EXERCISE DIRECTIONS :: Could you copy every record below exactly as it is written?

##### RECORDS SHOWN

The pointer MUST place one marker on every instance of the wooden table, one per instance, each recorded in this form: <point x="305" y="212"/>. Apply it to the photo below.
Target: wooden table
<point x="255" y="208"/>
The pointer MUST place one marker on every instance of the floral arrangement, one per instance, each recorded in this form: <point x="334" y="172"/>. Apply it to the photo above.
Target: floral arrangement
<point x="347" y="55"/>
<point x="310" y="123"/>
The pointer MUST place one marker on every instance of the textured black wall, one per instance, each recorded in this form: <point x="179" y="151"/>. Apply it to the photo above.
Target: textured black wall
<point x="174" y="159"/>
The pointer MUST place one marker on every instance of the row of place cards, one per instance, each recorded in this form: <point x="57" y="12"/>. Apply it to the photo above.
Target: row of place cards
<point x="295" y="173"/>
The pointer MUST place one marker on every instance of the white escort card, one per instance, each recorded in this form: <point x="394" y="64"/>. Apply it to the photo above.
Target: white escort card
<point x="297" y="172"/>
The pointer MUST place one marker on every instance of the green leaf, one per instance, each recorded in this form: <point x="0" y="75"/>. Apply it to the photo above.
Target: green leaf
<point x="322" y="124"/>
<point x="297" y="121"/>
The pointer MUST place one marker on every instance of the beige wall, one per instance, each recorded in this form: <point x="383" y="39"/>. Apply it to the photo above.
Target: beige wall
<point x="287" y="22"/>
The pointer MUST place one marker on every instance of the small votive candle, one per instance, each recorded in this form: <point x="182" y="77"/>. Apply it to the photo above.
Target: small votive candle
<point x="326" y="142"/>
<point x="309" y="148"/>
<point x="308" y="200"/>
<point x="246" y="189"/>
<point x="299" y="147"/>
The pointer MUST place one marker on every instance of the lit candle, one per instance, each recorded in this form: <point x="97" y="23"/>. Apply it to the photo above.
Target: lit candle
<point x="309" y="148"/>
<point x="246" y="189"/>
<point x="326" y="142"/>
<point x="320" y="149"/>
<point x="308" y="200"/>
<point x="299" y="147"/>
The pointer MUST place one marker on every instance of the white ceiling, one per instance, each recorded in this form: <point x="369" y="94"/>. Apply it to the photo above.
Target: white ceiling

##########

RESPONSE BELOW ::
The pointer MUST place one marker on every instance of the wooden table, one per instance, each recorded in this form: <point x="305" y="212"/>. Apply it to the photo below.
Target: wooden table
<point x="255" y="208"/>
The pointer MUST place one marker on every instance of the floral arrangement, one per instance, each recorded in this form: <point x="334" y="172"/>. Apply it to the photo above.
Target: floral arrangement
<point x="347" y="55"/>
<point x="310" y="123"/>
The pointer MUST place one marker on every instance of the textured black wall, one per instance, each recorded in this form: <point x="179" y="151"/>. Apply it to the photo above.
Target: textured black wall
<point x="174" y="159"/>
The pointer MUST place one marker on every instance of the row of place cards, one per instance, each recorded in this form: <point x="57" y="12"/>. Apply it to the photo above.
Target: row of place cards
<point x="295" y="173"/>
The pointer MUST place one marker on every instance of the white escort card, one per instance, each recorded in this form: <point x="394" y="64"/>. Apply it to the photo above.
Target: white escort card
<point x="297" y="172"/>
The pointer MUST place one marker on every instance of the green leaf, one per instance, each recorded in this form: <point x="0" y="75"/>. Apply it to the photo above.
Target: green leaf
<point x="322" y="124"/>
<point x="297" y="121"/>
The pointer MUST place one marker on every instance of the beige wall, one per instance, each recorded in this form: <point x="383" y="39"/>. Apply it to the photo above.
Target: beige wall
<point x="287" y="22"/>
The pointer MUST place one marker on every instance of the small votive candle, one per instance, each recorded in this form: <point x="182" y="77"/>. Apply it to the photo above.
Target: small votive candle
<point x="326" y="142"/>
<point x="309" y="148"/>
<point x="308" y="200"/>
<point x="246" y="189"/>
<point x="299" y="147"/>
The pointer MUST place one marker on every instance of the lit candle, one per instance, each recorded in this form: <point x="97" y="23"/>. Apply it to the photo above.
Target: lit candle
<point x="309" y="148"/>
<point x="246" y="189"/>
<point x="326" y="142"/>
<point x="320" y="149"/>
<point x="308" y="200"/>
<point x="299" y="147"/>
The pointer MUST place one marker on every instance of the white ceiling, one per instance, each recorded in this form: <point x="369" y="94"/>. Apply it to the photo above.
Target: white ceiling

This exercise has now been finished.